**Yapılacaklar**:
(1) Okuma parçasına göre aşağıdaki soruları yanıtlayın.
(a) Daireye kaç polis memuru zorla girdi?
(b) Masanın altına saklanan çantada neler vardı?
(c) Polis kocaya hangi güvenceyi verdi?
(2) Okuma parçasında "Polisler benden onlarla" ifadesinden "yüzünden hâlâ öfkeliydim." ifadesine kadar uzanan bölümün tamamını yeniden yazın ve bu bölümde "memurlarla" ifadesini "polislerle" olarak yeniden adlandırın.

**Okuma parçası**:
(Minghui.org) Yıllar önce bir akşam, üç polis memuru aniden daireme zorla girdiler. Falun Dafa kitaplarını, Shifu'nun sesli derslerini ve Minghui haftalık dergilerini içeren çantayı aceleyle masanın altına sakladım. Doğru düşünceler gönderdim ve Shifu'dan Dafa materyallerini korumasını istedim.
Kocam izlerken polis dairenin her köşesini aradı. Dafa kitaplarının bulunduğu çantaya bir fener tuttular ama onlara dokunmadılar. Yatak çarşaflarını bile kontrol ettiler ama hiçbir şey bulamadılar. Sonunda odadan çıktılar. Çarşafların altında gerçekleri açıklayacak bir şey vardı. Onu bulamadıkları için çok mutluydum. Ben nesneyi yataktan çıkarmaya çalışırken, polisler yatak odasına geri döndüler. Çarşafı kaldırdıklarında nesne düştü. O an bu soruna gururumun sebep olduğunu anladım.
Polisler benden onlarla gitmemi istediler. Shifu'ya hatamı sessizce itiraf edip yardım istediğimde ortam biraz rahatladı. Tam beni götürmek üzereyken kocam dışarı çıktı. Polis ona ertesi gün eve gönderileceğime dair güvence verdi, bu yüzden isteksizce beni götürmelerine izin verdi. Bu beni gerçekten çok kızdırdı. Direndim ve memurlarla tartıştım ama boşuna. Sonunda onlarla birlikte gittim. Ancak kocamın davranışları yüzünden hâlâ öfkeliydim.

(Nokta işaretleme veri kümesi kayıtları)
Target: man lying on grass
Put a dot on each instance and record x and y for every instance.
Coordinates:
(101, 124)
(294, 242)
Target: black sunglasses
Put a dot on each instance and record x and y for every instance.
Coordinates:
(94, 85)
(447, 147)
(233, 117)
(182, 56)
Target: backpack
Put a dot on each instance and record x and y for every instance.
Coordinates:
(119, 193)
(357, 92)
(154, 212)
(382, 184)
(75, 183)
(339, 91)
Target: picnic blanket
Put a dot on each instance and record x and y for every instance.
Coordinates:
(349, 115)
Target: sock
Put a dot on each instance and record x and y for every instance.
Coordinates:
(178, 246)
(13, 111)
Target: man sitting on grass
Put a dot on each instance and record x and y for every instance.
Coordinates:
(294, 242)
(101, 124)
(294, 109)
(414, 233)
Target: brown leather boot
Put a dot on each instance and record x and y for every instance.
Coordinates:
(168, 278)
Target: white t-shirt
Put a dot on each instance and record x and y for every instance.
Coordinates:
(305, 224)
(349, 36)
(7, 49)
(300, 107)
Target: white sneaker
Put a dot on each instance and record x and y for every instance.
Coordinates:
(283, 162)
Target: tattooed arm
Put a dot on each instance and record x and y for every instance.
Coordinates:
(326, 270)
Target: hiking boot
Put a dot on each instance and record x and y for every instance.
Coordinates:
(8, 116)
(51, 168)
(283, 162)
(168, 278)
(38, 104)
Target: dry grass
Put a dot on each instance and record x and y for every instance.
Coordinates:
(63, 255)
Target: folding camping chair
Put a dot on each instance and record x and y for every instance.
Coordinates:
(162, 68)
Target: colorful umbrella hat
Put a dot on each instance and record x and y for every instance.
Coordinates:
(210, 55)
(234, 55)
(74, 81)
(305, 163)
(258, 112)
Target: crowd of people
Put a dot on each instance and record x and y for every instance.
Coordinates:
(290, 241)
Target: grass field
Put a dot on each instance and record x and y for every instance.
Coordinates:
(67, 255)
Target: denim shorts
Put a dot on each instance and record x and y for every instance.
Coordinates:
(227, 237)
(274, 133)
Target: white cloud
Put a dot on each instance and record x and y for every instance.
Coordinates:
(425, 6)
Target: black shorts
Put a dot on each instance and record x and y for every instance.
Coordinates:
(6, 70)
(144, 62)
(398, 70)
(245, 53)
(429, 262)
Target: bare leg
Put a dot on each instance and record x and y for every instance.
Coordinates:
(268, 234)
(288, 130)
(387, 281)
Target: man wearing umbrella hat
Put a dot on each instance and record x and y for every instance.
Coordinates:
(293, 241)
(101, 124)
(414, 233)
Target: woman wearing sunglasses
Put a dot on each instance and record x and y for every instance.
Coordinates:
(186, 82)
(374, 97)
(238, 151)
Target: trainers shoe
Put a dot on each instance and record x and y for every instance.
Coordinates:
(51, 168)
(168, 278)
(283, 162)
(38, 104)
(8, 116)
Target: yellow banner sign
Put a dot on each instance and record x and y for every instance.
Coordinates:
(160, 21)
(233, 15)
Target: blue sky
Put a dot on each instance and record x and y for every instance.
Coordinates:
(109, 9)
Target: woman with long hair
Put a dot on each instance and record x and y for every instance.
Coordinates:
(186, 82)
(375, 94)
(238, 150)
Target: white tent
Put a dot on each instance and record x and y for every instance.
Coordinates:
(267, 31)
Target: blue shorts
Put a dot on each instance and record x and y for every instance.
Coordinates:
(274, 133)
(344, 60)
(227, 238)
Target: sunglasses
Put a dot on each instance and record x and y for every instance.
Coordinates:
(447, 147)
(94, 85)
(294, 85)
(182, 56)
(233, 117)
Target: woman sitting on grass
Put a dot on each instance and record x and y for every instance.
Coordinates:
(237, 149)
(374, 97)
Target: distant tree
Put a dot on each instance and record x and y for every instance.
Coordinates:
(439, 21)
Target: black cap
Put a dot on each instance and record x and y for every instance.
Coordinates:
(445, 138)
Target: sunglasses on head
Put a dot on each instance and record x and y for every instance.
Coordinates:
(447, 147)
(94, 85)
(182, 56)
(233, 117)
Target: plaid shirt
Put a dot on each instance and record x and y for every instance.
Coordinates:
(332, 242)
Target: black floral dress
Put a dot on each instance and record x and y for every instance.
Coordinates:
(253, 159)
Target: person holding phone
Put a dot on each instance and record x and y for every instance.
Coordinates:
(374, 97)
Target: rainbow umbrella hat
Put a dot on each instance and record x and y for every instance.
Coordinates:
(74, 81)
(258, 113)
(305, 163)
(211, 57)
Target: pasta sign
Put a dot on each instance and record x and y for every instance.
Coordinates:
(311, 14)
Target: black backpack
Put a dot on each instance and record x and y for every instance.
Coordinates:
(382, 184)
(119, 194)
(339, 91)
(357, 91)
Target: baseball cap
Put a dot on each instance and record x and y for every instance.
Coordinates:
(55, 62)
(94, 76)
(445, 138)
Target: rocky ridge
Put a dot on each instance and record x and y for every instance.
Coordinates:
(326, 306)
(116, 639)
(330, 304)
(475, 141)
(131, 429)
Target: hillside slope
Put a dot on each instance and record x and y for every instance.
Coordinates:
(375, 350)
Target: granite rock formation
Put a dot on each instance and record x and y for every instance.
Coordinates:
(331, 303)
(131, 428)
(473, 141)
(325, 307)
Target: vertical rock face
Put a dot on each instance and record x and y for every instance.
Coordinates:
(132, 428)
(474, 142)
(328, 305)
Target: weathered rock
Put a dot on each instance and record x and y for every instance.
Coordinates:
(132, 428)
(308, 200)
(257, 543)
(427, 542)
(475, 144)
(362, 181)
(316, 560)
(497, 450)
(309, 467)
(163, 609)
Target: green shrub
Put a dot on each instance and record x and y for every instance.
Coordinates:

**Sırayla yanıtlar**:
(1)
(a) Üç polis memuru.
(b) Falun Dafa kitapları, Shifu'nun sesli dersleri ve Minghui haftalık dergileri.
(c) Anlatıcının ertesi gün eve gönderileceği güvencesini verdi.

(2)
Polisler benden onlarla gitmemi istediler. Shifu'ya hatamı sessizce itiraf edip yardım istediğimde ortam biraz rahatladı. Tam beni götürmek üzereyken kocam dışarı çıktı. Polis ona ertesi gün eve gönderileceğime dair güvence verdi, bu yüzden isteksizce beni götürmelerine izin verdi. Bu beni gerçekten çok kızdırdı. Direndim ve polislerle tartıştım ama boşuna. Sonunda onlarla birlikte gittim. Ancak kocamın davranışları yüzünden hâlâ öfkeliydim.